=== Page excerpt ===

Preliminary study on the influencing factors of Young's modulus of viscoelastic model detected by shear wave elasticity

Wu, Aifeng; Xu, Maosheng; Wang, Shijia; Chen, Xiu; Zhou, Yi; Zhou, Bin; Zou, Chunpeng; Huang, Yanhua; Li, Ying

doi:10.3389/fmed.2025.1684745

ORIGINAL RESEARCH article

Front. Med.

Sec. Translational Medicine

Preliminary study on the influencing factors of Young's modulus of viscoelastic model detected by shear wave elasticity

Provisionally accepted

Aifeng Wu¹

Maosheng Xu²

Shijia Wang^3,4

Xiu Chen² Yi Zhou

Yi Zhou¹

Bin Zhou¹

Chunpeng Zou²

Yanhua Huang^1* Ying Li

Ying Li^1*

¹Lishui Central Hospital, The Fifth Affiliated Hospital of Wenzhou Medical University, Lishui, China
²The Second Affiliated Hospital of Wenzhou Medical University, Wenzhou, China
³Lishui Central Hospital, Lishui, China
⁴The First Affiliated Hospital of Ningbo University, Ningbo, China

The final, formatted version of the article will be published soon.

===

* **Work required**
On the article page, what is the article's publication status?

=== Recorded information ===

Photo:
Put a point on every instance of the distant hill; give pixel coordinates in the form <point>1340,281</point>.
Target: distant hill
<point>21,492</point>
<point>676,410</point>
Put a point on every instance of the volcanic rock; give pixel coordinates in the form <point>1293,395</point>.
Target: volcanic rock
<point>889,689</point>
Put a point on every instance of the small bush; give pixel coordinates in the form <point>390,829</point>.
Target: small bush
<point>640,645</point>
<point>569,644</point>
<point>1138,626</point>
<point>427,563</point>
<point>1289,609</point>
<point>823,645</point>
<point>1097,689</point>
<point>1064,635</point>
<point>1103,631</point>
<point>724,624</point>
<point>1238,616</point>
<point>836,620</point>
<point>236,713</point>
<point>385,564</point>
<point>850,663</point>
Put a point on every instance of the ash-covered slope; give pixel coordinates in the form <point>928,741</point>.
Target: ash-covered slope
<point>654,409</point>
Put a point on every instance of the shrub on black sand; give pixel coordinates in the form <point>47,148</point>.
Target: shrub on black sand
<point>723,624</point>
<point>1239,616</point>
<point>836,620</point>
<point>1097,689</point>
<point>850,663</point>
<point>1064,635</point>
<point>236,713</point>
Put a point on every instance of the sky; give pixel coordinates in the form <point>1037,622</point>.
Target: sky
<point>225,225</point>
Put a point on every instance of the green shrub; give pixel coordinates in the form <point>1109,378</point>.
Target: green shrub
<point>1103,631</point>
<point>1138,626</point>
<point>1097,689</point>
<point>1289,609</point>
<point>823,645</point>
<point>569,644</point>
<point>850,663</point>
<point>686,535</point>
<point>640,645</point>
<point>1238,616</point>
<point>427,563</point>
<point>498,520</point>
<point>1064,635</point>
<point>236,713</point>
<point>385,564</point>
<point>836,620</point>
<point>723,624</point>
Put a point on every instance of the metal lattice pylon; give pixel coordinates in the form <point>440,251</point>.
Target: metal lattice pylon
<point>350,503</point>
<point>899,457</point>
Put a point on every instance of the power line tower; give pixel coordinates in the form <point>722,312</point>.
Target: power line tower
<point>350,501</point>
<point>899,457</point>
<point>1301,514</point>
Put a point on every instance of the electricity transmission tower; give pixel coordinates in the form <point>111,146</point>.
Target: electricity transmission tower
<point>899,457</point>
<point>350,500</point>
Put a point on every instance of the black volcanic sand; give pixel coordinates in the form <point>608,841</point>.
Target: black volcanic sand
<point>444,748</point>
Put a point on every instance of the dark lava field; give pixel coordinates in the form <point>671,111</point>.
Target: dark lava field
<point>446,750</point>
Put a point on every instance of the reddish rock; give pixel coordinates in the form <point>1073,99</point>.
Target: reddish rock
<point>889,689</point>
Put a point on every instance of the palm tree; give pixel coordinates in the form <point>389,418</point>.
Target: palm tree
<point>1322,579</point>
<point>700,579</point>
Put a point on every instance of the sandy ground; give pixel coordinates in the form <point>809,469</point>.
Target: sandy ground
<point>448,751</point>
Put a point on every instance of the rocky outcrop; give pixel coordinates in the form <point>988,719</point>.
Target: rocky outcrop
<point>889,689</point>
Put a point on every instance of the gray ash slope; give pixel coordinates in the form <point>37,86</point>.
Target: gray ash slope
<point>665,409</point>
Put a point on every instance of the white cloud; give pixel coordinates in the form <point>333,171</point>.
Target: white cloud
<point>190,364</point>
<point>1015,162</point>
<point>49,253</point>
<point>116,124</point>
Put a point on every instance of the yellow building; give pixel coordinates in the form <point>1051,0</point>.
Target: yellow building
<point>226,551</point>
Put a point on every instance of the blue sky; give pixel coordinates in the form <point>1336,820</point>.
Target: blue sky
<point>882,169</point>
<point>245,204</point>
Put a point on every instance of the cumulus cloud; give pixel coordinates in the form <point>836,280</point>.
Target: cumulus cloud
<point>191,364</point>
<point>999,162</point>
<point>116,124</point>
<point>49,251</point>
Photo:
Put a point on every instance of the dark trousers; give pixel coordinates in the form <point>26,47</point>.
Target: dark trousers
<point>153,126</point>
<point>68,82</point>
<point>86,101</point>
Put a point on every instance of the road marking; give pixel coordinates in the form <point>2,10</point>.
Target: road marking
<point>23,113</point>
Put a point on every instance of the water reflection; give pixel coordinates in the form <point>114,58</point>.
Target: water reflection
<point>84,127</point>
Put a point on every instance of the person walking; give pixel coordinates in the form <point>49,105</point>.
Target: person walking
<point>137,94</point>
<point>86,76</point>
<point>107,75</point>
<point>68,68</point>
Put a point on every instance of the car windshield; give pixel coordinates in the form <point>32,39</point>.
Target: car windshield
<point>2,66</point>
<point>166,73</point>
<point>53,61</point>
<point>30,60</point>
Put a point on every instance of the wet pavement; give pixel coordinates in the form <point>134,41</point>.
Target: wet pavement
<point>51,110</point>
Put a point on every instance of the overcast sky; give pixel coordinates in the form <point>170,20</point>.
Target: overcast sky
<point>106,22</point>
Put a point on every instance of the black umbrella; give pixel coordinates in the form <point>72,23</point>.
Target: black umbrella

===

* **Response below**
Provisionally accepted